▶ RAW RECORDS:

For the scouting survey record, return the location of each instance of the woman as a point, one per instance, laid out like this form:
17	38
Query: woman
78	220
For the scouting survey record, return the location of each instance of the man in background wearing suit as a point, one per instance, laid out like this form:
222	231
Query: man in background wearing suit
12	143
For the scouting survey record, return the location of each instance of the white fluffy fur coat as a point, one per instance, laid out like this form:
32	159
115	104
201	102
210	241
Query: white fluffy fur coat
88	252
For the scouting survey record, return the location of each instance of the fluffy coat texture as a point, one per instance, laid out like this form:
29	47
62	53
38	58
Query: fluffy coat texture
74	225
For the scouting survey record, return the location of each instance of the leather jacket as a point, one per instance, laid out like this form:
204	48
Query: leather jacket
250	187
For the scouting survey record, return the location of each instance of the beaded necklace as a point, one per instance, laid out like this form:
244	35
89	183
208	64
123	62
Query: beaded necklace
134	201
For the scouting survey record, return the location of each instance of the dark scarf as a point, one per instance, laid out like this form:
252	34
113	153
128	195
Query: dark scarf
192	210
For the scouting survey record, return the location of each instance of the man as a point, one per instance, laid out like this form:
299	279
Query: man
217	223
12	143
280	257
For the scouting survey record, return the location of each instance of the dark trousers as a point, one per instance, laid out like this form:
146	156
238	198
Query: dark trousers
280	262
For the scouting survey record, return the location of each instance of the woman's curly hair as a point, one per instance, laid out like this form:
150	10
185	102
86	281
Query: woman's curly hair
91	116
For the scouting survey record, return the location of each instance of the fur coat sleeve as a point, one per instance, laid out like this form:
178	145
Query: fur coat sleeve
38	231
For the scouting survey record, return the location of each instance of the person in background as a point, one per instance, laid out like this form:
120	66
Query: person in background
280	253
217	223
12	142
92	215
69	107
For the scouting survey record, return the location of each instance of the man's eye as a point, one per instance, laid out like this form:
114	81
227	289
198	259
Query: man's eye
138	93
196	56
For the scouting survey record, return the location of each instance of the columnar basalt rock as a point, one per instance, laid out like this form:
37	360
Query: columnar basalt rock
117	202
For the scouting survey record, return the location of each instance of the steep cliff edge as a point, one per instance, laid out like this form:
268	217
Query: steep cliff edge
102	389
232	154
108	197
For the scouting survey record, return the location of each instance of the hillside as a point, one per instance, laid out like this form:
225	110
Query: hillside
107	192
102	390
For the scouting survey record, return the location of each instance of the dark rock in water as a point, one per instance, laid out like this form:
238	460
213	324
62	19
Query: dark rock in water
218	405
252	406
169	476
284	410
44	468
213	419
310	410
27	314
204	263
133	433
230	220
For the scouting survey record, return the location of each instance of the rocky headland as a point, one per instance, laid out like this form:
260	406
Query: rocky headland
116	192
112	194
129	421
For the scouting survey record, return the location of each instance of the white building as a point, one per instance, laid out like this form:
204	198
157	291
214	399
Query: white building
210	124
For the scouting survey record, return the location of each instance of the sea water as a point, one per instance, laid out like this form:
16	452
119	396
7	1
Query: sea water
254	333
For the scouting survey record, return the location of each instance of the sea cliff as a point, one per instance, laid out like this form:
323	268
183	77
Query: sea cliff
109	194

▶ WRITTEN INSTRUCTION:
All the data must be duplicated exactly, with nothing added or removed.

▶ OUTPUT:
For the scouting survey record, return the location of each instance of the woman as a point, one per instance, laid out like this form:
17	38
Query: woman
78	220
For the scouting survey record, return the location of each instance of the man in background wearing suit as a point, one per instance, laid out like this form:
222	231
Query: man in background wearing suit
12	143
For the scouting survey record, return the location of each instance of the white fluffy fur coat as a point, one per instance, laid out like this form:
32	159
115	104
201	102
210	241
Query: white fluffy fur coat
88	252
For the scouting survey record, return the location of each instance of the fluffy coat texture as a point, one per instance, laid out like this form:
29	47
62	53
38	58
Query: fluffy coat texture
74	225
For the scouting survey record, return the location of each instance of the leather jacket as a point, one per instance, laid out like this form:
204	48
Query: leather jacket
250	187
For the scouting survey record, return the location of each instance of the beaded necklace as a point, one per instance, laid out like this form:
244	35
89	183
208	64
123	62
Query: beaded necklace
134	201
For the scouting survey record, return the location of each instance of the dark scarf as a point, one per instance, laid out like this form:
252	34
113	153
128	195
Query: dark scarf
192	210
For the scouting survey record, return the location of each instance of the man as a point, one per instance, laid out like this form:
299	279
Query: man
217	223
12	143
280	257
For the scouting survey record, return the location of each instance of the dark trousers as a point, one per instance, laid out like this form:
146	156
238	198
Query: dark trousers
280	262
For the scouting survey record, return the location of each instance of the woman's curly hair as a point, one per instance, laid out like this form:
150	10
185	102
86	281
Query: woman's curly hair
91	116
For the scouting survey record, return the location of each instance of the fur coat sleeve as a point, one per instance, laid out like this form:
178	145
Query: fur coat sleeve
38	231
For the scouting survey record, return the location of each instance of the person in background as a point, one per instance, laid out like this form:
120	66
Query: person in background
280	253
217	223
12	142
92	215
69	107
For the scouting survey record, return the location of each instance of the man's eye as a point, one per instance, laid out like this form:
114	81
227	289
198	259
Query: man's eye
138	93
196	56
For the scouting survey record, return the location of each instance of the columnar basalt rock as a point, one per instance, laid out like this form:
37	360
Query: columnar basalt rock
117	202
For the scouting survey record, return the location of each instance of the steep cliff edge as a point, one per instance, laid out like this form:
268	217
Query: steep cliff edge
102	389
232	154
108	197
For the scouting survey record, return the location of each instance of the hillside as a point, one per instance, laid out like this form:
225	110
Query: hillside
107	192
102	390
For the scouting survey record, return the location of each instance of the dark rock in water as a point, one per instance, laid out like this form:
238	460
213	324
62	19
Query: dark rock in water
218	405
252	406
169	476
284	410
44	468
213	419
310	410
27	314
204	263
133	433
230	220
For the scouting survey record, return the location of each instance of the rocky headland as a point, one per instance, laid out like this form:
260	406
Query: rocky headland
116	192
112	194
129	421
For the scouting survey record, return the location of each instance of the white building as a point, one per instance, laid out like this form:
204	198
157	291
214	399
Query: white building
210	124
For the scouting survey record, return the location of each instance of the sea water as a point, one per instance, laid out like this form:
16	452
119	396
7	1
Query: sea water
254	333
For the scouting survey record, return the location of each instance of the sea cliff as a point, one per instance, laid out like this form:
323	268
183	77
Query: sea cliff
109	194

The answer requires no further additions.